Work instructions — Scan the listing below and copy each line holding the word "nose".

Records provided —
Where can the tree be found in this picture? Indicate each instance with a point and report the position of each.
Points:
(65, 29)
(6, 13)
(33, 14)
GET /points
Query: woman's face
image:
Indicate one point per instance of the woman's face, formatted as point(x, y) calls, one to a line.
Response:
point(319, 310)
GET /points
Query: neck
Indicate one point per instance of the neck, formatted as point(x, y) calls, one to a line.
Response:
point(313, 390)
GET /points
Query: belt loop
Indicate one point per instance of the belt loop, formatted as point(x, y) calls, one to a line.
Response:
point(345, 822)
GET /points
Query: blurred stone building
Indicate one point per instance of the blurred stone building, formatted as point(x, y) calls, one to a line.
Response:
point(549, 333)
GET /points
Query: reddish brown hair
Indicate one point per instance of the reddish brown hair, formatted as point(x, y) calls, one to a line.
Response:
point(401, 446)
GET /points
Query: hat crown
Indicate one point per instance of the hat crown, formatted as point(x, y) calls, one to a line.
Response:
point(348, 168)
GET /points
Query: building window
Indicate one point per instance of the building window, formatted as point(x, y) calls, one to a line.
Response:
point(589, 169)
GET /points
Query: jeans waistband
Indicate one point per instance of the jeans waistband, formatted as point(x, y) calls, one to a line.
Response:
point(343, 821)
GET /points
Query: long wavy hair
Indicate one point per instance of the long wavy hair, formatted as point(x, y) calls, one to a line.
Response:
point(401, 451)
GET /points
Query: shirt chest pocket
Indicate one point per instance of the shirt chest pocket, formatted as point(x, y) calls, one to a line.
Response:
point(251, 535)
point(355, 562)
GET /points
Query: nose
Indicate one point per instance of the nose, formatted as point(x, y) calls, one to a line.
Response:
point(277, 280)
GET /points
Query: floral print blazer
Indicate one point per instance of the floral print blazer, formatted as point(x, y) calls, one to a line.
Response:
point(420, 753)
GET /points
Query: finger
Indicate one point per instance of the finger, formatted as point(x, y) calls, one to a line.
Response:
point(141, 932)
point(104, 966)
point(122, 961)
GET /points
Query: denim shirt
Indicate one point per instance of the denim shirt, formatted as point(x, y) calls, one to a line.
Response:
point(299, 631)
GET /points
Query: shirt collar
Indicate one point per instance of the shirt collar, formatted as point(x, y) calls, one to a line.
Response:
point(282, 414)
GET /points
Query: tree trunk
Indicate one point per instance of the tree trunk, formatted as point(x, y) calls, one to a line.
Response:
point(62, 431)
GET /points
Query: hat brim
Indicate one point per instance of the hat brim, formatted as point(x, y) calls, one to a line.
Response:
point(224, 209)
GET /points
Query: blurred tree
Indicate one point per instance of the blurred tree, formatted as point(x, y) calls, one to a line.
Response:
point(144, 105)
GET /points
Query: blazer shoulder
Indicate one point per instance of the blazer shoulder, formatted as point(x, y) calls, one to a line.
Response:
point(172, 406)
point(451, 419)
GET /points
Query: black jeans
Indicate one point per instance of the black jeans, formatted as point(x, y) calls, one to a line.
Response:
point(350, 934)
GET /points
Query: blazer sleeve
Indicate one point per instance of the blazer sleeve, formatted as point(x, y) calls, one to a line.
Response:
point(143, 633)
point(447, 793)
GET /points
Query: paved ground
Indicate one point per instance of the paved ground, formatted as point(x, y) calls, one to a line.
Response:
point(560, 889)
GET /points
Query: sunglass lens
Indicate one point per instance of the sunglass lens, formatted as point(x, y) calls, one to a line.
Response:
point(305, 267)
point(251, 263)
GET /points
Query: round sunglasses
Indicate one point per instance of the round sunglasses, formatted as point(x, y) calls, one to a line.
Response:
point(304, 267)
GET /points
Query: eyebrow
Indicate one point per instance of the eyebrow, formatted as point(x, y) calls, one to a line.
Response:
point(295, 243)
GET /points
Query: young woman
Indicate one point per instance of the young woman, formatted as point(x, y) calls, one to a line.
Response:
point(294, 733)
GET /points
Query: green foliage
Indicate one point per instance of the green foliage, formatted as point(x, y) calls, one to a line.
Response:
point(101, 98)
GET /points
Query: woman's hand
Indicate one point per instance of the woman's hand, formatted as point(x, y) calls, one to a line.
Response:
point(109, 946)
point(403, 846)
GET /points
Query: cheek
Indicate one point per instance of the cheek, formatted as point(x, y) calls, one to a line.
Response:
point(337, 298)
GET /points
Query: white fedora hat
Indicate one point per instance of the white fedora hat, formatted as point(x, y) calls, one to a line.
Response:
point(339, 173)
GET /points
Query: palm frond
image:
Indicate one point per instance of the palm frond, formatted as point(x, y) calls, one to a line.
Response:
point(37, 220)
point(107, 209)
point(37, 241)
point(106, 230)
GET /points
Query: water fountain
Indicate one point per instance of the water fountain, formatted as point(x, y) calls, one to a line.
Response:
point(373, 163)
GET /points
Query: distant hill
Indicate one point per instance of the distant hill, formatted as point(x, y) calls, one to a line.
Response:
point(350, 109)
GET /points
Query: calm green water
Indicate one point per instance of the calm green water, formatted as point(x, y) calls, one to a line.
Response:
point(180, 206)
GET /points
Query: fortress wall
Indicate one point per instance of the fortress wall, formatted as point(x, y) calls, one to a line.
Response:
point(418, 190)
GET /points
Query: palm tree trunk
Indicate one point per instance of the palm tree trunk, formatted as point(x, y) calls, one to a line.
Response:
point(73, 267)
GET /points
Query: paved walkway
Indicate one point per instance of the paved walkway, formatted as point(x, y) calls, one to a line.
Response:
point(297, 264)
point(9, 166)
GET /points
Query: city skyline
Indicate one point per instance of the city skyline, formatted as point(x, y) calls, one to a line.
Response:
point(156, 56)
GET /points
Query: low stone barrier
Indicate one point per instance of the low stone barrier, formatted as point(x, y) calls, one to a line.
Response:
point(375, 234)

Task solution —
Query: nose
Indicate one point per instance of the nose, formatted as point(x, y) calls, one to a line.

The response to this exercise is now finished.